● **Supplied records**
= Beginning of Section =

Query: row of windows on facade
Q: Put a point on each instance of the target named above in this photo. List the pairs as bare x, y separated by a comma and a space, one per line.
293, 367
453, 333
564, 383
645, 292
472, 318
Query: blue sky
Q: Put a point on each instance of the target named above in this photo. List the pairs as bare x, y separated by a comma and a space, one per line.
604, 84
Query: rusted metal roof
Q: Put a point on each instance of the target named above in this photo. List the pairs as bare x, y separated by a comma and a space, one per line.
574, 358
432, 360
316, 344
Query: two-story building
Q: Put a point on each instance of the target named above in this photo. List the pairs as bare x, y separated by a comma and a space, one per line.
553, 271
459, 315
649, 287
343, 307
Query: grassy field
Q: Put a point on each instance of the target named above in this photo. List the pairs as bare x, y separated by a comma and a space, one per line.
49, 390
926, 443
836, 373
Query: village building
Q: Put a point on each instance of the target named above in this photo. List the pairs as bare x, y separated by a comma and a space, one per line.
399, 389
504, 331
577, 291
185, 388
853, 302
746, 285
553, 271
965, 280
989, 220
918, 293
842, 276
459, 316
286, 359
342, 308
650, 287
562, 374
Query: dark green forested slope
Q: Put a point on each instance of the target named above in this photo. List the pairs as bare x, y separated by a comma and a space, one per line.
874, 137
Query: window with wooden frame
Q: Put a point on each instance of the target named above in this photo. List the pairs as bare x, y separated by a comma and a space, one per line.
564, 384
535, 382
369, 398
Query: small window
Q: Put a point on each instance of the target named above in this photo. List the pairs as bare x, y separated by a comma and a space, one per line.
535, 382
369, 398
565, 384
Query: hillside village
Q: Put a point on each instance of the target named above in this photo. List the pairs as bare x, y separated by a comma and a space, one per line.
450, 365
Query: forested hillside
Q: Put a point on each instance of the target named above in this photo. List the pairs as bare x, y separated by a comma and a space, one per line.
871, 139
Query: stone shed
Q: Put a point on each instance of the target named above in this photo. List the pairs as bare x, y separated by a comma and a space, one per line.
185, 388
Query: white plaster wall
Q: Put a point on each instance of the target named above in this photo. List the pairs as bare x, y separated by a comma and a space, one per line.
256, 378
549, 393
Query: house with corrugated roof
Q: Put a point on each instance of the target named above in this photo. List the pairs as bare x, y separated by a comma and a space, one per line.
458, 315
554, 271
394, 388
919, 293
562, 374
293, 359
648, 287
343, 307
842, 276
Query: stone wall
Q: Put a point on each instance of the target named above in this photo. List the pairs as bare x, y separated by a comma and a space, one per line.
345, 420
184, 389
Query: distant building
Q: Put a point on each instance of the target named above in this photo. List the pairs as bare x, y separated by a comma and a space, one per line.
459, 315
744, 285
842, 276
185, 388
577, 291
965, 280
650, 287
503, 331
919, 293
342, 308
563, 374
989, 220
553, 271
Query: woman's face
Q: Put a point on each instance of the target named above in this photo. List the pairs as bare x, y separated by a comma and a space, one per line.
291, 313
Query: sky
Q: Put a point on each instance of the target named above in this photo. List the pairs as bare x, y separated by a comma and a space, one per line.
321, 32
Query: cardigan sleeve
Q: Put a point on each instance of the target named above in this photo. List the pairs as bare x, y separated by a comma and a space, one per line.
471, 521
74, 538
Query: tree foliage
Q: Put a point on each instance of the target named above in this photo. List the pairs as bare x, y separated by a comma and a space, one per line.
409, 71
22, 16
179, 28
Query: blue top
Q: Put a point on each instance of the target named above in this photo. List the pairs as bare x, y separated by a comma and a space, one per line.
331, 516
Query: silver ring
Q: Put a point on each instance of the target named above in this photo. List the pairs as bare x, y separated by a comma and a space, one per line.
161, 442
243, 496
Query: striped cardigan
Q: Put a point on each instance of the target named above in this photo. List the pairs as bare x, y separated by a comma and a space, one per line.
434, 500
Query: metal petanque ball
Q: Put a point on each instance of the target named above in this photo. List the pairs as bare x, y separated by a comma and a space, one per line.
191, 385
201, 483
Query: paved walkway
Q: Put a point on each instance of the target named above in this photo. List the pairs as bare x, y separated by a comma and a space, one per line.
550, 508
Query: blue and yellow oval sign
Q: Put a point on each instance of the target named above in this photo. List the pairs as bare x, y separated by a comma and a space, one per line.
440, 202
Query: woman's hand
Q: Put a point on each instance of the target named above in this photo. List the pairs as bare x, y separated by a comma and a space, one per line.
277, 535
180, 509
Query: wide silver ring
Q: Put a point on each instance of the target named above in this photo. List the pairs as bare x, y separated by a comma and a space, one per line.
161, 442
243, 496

= End of Section =

● **Description of the task**
Once more, write out the records above, exactly as they stand.

● **Result**
Query: row of windows on facade
Q: Put a point on each instance of the target named above in this photo. List the pairs as bare x, y separated by a comma and a space, one per line.
293, 367
453, 333
564, 383
645, 292
472, 318
Query: blue sky
Q: Put a point on each instance of the target named above in this photo. List the pairs as bare x, y separated by a comma and a space, one per line.
604, 84
Query: rusted metal roof
Q: Put a point on each instance of the target named above in this photo. List the pairs as bare x, y separated by a comma and a space, one per line.
574, 358
432, 360
316, 344
Query: two-story building
Q: Put a point on each instance of the target named above in this photo. List the pairs as bare x, y separated by a comma and a space, one per line.
553, 271
459, 315
649, 287
343, 307
Query: grassy field
Q: Put a point on each instance of the target named above in this photo. List the pairs as bare x, y separated by a comma and a space, one per line.
49, 390
926, 443
836, 373
Query: village building
Q: Put a point on each instance of the target named above in this photo. List the pairs as bare x, y separated by a comma and a space, one per line.
399, 389
504, 331
577, 291
185, 388
853, 302
746, 285
553, 271
965, 280
989, 220
918, 293
842, 276
459, 316
286, 359
342, 308
650, 287
562, 374
Query: dark green forested slope
Q: Put a point on each instance of the target named above in this photo. List the pairs as bare x, y separated by a comma and a space, one per line.
874, 137
Query: window with wooden frame
Q: Put a point on each instance of the target named above in this photo. List the pairs as bare x, y separated by a comma and a space, one per line.
564, 384
535, 382
369, 398
Query: small window
Q: Put a point on each instance of the target named above in this photo. List the pairs as bare x, y separated by a comma and a space, one per line.
535, 382
369, 398
565, 384
Query: hillside village
Q: Put a point on each instance of the target named above in this photo. List the pairs as bare x, y separated by a comma and a space, one per line.
450, 365
Query: forested hillside
Q: Put a point on each instance of the target named above in this photo. List the pairs as bare x, y separated by a comma and a space, one per line.
871, 139
Query: stone shed
Q: Put a point on each instance of the target named above in this photo. List the pairs as bare x, y separated by a comma and a space, one per line.
185, 388
Query: white plaster wall
Q: Put a point on each instance of the target named above in this photo. List the pairs as bare x, y separated by a comma and a space, one per line.
256, 378
549, 393
Query: house with corrugated roof
Q: Put a point on each instance of the target named above in this photo. List the pairs as bare x, y separated by a comma and a space, one per line.
458, 315
554, 271
394, 388
919, 293
562, 374
293, 359
648, 287
343, 307
842, 276
Query: stone wall
Q: Put a point on each instance of the target named above in this photo. List the pairs as bare x, y separated by a comma and a space, one per line.
345, 420
184, 389
Query: distant building
Q: Put a point on each instance of the target named above in this photo. List the pairs as bare x, y separated by a comma and a space, one per line.
459, 315
744, 285
842, 276
185, 388
577, 291
965, 280
650, 287
503, 331
919, 293
342, 308
563, 374
989, 220
553, 271
Query: woman's face
Q: Put a point on each instance of the target named above in this photo. List the pairs as bare x, y separated by a comma and a space, one per line.
291, 313
Query: sky
Q: Put a point on each instance of the target named above in this photo. List the pairs as bare x, y separated by a comma and a space, one per line.
321, 32
Query: cardigan sleeve
Q: Put a point on each instance of the target named above in this photo. List the pairs as bare x, y separated by a comma and a space, one per line.
471, 521
74, 538
Query: tree foliage
Q: Put a point on each instance of the target named above in this photo. List the pairs as bare x, y separated by a comma and a space, one per line.
409, 71
22, 16
179, 28
Query: blue top
Q: Put a point on each instance of the target named above in this photo. List the pairs as bare x, y separated by a comma and a space, one per line.
331, 516
Query: silver ring
Q: Put a point on each instance of the target named above in this photo. List the pairs as bare x, y separated by a comma and a space, one per line.
161, 442
243, 496
Query: striped cardigan
Q: Put a point on each instance of the target named above in this photo. List the pairs as bare x, y separated by a comma and a space, one per line.
434, 500
Query: metal petanque ball
Q: Put a point on each instance of the target named above in this photo. List the pairs as bare x, y separated by a comma and a space, one per line.
191, 385
201, 483
Query: paved walkway
Q: Put a point on each instance of the target named above in this photo. List the pairs as bare x, y separated by a comma and a space, one per line.
550, 508
Query: blue and yellow oval sign
Q: Put a point on each instance of the target named above in this photo. List the pairs as bare x, y separated by a comma and a space, one per line.
440, 202
Query: woman's hand
Q: Put a point on each instance of the target named above in this photo. List the pairs as bare x, y separated by a comma and a space, one per line.
277, 535
180, 509
Query: wide silver ring
Q: Put a point on each instance of the target named above in this photo. List the pairs as bare x, y separated by a comma and a space, one per line.
161, 442
243, 496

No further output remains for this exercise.